> _TASK GOAL_: All that should come back is the lines of the data below from the one containing "Target: arched window" to the one containing "the man walking.", inclusive, exactly as they stand.

Stored data entries
───

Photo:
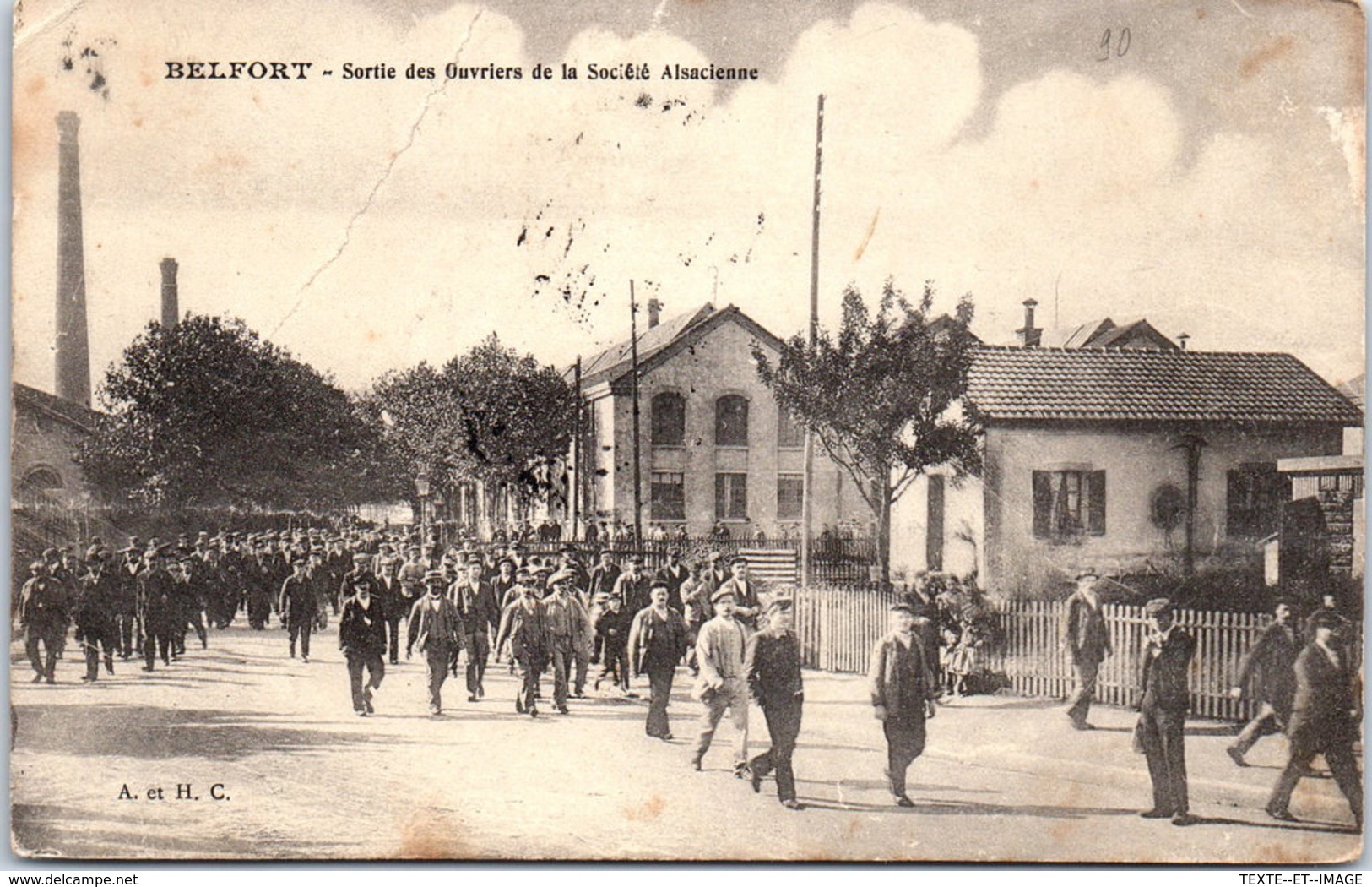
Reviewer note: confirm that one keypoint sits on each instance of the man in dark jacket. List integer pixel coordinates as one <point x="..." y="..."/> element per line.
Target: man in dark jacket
<point x="1163" y="715"/>
<point x="1087" y="641"/>
<point x="773" y="669"/>
<point x="903" y="694"/>
<point x="362" y="641"/>
<point x="1323" y="718"/>
<point x="656" y="643"/>
<point x="1268" y="672"/>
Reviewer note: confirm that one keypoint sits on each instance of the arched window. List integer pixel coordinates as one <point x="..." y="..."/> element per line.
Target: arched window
<point x="669" y="425"/>
<point x="43" y="480"/>
<point x="731" y="421"/>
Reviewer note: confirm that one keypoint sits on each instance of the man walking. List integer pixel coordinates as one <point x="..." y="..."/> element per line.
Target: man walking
<point x="437" y="629"/>
<point x="773" y="669"/>
<point x="1163" y="717"/>
<point x="903" y="693"/>
<point x="362" y="641"/>
<point x="1087" y="640"/>
<point x="1269" y="674"/>
<point x="1324" y="718"/>
<point x="722" y="687"/>
<point x="656" y="643"/>
<point x="478" y="608"/>
<point x="566" y="619"/>
<point x="526" y="630"/>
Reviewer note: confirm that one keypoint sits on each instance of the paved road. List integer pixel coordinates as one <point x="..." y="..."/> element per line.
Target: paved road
<point x="1005" y="779"/>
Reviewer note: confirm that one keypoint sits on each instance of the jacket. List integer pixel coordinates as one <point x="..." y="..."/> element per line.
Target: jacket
<point x="899" y="677"/>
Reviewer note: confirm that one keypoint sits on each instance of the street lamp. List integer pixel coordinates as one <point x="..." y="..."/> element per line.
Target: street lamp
<point x="421" y="487"/>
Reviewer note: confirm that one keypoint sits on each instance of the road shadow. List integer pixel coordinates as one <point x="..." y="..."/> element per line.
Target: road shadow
<point x="155" y="733"/>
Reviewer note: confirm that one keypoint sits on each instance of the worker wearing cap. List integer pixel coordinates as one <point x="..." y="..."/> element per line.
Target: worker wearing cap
<point x="1163" y="715"/>
<point x="903" y="693"/>
<point x="722" y="685"/>
<point x="480" y="615"/>
<point x="362" y="641"/>
<point x="437" y="630"/>
<point x="524" y="629"/>
<point x="566" y="619"/>
<point x="1087" y="640"/>
<point x="300" y="606"/>
<point x="43" y="604"/>
<point x="772" y="663"/>
<point x="656" y="645"/>
<point x="1324" y="717"/>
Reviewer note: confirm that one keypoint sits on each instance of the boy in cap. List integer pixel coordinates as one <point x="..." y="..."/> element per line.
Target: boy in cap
<point x="437" y="629"/>
<point x="656" y="643"/>
<point x="1086" y="639"/>
<point x="1324" y="717"/>
<point x="774" y="683"/>
<point x="1163" y="716"/>
<point x="903" y="693"/>
<point x="722" y="685"/>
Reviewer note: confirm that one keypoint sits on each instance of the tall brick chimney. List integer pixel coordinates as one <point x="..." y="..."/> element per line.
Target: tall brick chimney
<point x="73" y="349"/>
<point x="1031" y="335"/>
<point x="169" y="298"/>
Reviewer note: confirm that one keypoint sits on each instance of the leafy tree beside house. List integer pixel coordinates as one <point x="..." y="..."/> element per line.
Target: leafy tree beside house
<point x="208" y="414"/>
<point x="884" y="395"/>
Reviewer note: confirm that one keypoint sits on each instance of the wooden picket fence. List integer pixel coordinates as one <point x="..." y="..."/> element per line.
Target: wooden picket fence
<point x="838" y="626"/>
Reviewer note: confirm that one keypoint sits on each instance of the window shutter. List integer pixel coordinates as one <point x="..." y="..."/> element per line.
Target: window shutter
<point x="1042" y="504"/>
<point x="1097" y="520"/>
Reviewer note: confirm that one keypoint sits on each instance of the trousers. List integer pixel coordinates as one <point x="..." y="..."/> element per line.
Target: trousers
<point x="1079" y="705"/>
<point x="733" y="698"/>
<point x="377" y="671"/>
<point x="904" y="743"/>
<point x="1163" y="735"/>
<point x="659" y="696"/>
<point x="784" y="726"/>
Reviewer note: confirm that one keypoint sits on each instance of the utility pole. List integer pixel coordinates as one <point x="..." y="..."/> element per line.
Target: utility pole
<point x="807" y="498"/>
<point x="638" y="476"/>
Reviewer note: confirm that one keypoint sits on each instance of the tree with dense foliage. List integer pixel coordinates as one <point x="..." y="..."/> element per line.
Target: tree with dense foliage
<point x="884" y="395"/>
<point x="208" y="414"/>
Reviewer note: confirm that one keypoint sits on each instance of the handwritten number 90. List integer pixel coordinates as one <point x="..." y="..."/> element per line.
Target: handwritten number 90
<point x="1120" y="43"/>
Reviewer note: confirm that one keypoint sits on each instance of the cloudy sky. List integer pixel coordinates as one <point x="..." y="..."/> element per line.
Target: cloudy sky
<point x="1207" y="173"/>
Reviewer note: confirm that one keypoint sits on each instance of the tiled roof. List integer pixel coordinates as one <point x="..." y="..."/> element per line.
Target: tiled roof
<point x="1152" y="386"/>
<point x="61" y="408"/>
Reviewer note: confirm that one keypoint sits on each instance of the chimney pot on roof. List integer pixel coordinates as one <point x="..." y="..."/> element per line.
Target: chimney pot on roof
<point x="1031" y="335"/>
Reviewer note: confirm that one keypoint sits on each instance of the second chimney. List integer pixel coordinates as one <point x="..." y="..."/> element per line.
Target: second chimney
<point x="1031" y="335"/>
<point x="169" y="298"/>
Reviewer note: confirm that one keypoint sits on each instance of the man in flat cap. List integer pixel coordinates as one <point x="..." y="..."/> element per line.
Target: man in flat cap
<point x="774" y="683"/>
<point x="524" y="629"/>
<point x="437" y="630"/>
<point x="480" y="615"/>
<point x="43" y="604"/>
<point x="566" y="619"/>
<point x="722" y="684"/>
<point x="656" y="645"/>
<point x="903" y="693"/>
<point x="746" y="592"/>
<point x="1163" y="716"/>
<point x="1087" y="640"/>
<point x="1268" y="673"/>
<point x="362" y="641"/>
<point x="1324" y="717"/>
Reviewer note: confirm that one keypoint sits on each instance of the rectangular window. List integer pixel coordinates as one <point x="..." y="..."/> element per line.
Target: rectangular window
<point x="669" y="496"/>
<point x="790" y="492"/>
<point x="1068" y="504"/>
<point x="730" y="496"/>
<point x="1255" y="500"/>
<point x="788" y="433"/>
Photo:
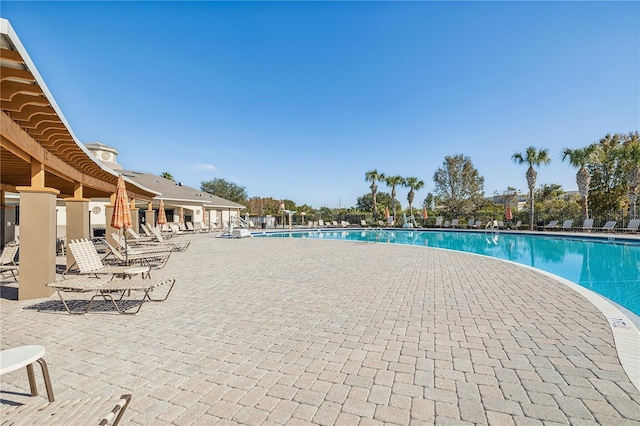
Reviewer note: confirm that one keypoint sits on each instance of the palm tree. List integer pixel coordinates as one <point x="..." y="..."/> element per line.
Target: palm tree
<point x="167" y="175"/>
<point x="373" y="176"/>
<point x="629" y="153"/>
<point x="414" y="184"/>
<point x="392" y="182"/>
<point x="532" y="157"/>
<point x="579" y="158"/>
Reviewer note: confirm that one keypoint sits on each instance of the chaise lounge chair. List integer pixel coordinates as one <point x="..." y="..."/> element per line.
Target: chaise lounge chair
<point x="608" y="227"/>
<point x="632" y="226"/>
<point x="87" y="411"/>
<point x="154" y="259"/>
<point x="106" y="289"/>
<point x="175" y="245"/>
<point x="88" y="262"/>
<point x="7" y="259"/>
<point x="587" y="225"/>
<point x="567" y="225"/>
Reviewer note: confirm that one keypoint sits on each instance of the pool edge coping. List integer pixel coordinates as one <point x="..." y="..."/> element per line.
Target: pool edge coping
<point x="626" y="336"/>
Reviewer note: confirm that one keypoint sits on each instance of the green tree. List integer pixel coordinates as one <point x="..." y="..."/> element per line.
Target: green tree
<point x="227" y="190"/>
<point x="167" y="175"/>
<point x="532" y="157"/>
<point x="365" y="202"/>
<point x="392" y="182"/>
<point x="629" y="154"/>
<point x="458" y="185"/>
<point x="608" y="186"/>
<point x="579" y="158"/>
<point x="414" y="184"/>
<point x="429" y="201"/>
<point x="374" y="176"/>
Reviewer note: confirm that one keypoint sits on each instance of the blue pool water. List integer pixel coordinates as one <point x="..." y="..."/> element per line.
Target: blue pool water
<point x="609" y="268"/>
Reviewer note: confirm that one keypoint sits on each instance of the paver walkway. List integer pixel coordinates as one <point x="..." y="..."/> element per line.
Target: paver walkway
<point x="291" y="331"/>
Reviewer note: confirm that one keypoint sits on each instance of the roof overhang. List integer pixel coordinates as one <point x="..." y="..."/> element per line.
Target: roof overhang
<point x="33" y="128"/>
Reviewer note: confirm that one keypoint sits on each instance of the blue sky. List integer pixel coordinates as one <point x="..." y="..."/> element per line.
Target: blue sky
<point x="298" y="100"/>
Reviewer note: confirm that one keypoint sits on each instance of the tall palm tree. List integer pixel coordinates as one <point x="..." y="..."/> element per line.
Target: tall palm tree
<point x="374" y="176"/>
<point x="532" y="157"/>
<point x="414" y="184"/>
<point x="579" y="158"/>
<point x="392" y="182"/>
<point x="629" y="153"/>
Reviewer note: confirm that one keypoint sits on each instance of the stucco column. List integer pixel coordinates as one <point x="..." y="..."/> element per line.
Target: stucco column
<point x="150" y="217"/>
<point x="108" y="211"/>
<point x="77" y="222"/>
<point x="37" y="241"/>
<point x="135" y="219"/>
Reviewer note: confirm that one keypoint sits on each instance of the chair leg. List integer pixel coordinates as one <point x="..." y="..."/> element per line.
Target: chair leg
<point x="47" y="380"/>
<point x="32" y="380"/>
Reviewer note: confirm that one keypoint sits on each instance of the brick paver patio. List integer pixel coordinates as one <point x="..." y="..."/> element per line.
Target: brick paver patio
<point x="291" y="331"/>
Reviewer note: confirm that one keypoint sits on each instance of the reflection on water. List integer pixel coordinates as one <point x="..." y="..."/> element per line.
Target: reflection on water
<point x="612" y="270"/>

───

> _ANSWER_:
Target: arched window
<point x="669" y="425"/>
<point x="43" y="480"/>
<point x="731" y="421"/>
Reviewer note: confirm that one keypoint sits on each instance of the man walking. List integer pixel coordinates as one <point x="..." y="..."/> element per line.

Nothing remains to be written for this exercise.